▸ Source material:

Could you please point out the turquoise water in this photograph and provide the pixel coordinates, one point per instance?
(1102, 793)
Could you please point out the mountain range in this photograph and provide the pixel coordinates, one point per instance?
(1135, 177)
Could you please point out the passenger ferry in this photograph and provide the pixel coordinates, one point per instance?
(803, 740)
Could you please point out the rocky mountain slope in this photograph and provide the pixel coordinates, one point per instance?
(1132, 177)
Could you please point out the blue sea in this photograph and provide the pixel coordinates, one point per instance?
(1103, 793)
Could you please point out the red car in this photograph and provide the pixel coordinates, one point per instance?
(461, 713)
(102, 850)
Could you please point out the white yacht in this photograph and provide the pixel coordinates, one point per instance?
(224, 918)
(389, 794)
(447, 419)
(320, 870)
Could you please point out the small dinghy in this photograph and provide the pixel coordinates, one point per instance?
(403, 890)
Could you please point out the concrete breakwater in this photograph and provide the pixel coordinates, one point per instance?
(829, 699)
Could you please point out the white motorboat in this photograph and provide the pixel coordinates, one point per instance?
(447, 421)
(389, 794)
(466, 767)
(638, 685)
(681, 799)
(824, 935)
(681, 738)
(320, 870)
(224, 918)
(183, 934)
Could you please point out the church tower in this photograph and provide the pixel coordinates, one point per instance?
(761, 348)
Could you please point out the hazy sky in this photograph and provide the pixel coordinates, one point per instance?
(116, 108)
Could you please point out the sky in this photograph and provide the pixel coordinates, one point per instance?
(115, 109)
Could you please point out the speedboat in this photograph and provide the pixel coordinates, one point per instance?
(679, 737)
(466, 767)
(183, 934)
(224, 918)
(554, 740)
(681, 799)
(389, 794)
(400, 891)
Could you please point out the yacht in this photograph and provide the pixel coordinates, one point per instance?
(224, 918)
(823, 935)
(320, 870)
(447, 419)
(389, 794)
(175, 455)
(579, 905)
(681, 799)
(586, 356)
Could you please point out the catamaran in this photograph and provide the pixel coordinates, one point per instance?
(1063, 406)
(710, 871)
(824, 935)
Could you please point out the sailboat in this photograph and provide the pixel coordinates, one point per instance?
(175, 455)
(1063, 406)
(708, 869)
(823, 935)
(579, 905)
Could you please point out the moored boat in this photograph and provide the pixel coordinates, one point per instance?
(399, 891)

▸ Work item:
Print the records above exactly. Omit nothing.

▸ Response:
Could you please point out the turquoise water in this photograph and provide the pixel coordinates, one point per instance?
(1102, 793)
Could you please point out the mountain range in this photograph and provide the pixel coordinates, one point per instance?
(1135, 177)
Could you please point out the passenger ferry in this photograph and provide the pixel coordinates, one point per instance?
(803, 740)
Could you please point out the rocky mountain slope in this photograph and provide the pixel coordinates, one point per instance?
(1132, 177)
Could you please point out the blue sea in this photograph and provide the pixel coordinates, one point per instance?
(1103, 793)
Could you please point out the red car in this photograph and provide the pixel coordinates, one point per instance?
(461, 713)
(102, 850)
Could you please point out the white yacht in this photograph and provide the pixel coordinates, one point per instance?
(224, 918)
(389, 794)
(447, 419)
(320, 870)
Could you please point out the small dinghy in this photograph and provide the pixel coordinates, one point per instance?
(403, 890)
Could you please point out the concrete breakwater in this photograph and provide the pixel coordinates, one point per instance?
(829, 699)
Could you please point out the white motorboat in this photograph and provide the pixel coordinates, one point per instance?
(447, 421)
(389, 794)
(466, 767)
(638, 685)
(681, 799)
(824, 935)
(681, 738)
(320, 870)
(224, 918)
(183, 934)
Could you please point out the church tower in this photograph and provide the pixel coordinates, one point per instance?
(761, 348)
Could you please point out the hazy sky in this photograph and provide the pixel coordinates, one point per instance?
(116, 108)
Could you please point out the sky in this photograph and provide the pixel coordinates, one point per instance?
(115, 109)
Could you please point out the speedboat in this photograph and provide the pixel coordinates, one point per instance?
(679, 737)
(466, 767)
(183, 934)
(224, 918)
(554, 740)
(681, 799)
(389, 794)
(400, 891)
Could you please point out the yacht in this photograph and provide the pixel coordinates, one point per instance?
(224, 918)
(823, 935)
(320, 870)
(447, 419)
(389, 794)
(175, 455)
(579, 905)
(681, 799)
(586, 356)
Could you please point out the catamaran in this photograph and provide the pixel coordinates, one point per instance?
(1063, 406)
(710, 871)
(824, 935)
Could you please point out the sailboat in this photograph and provide the pixel coordinates, one point per instance?
(175, 455)
(1063, 406)
(708, 869)
(823, 935)
(579, 905)
Could you please point out the moored boat in this photograph and provide the pixel coordinates, one point per instance?
(399, 891)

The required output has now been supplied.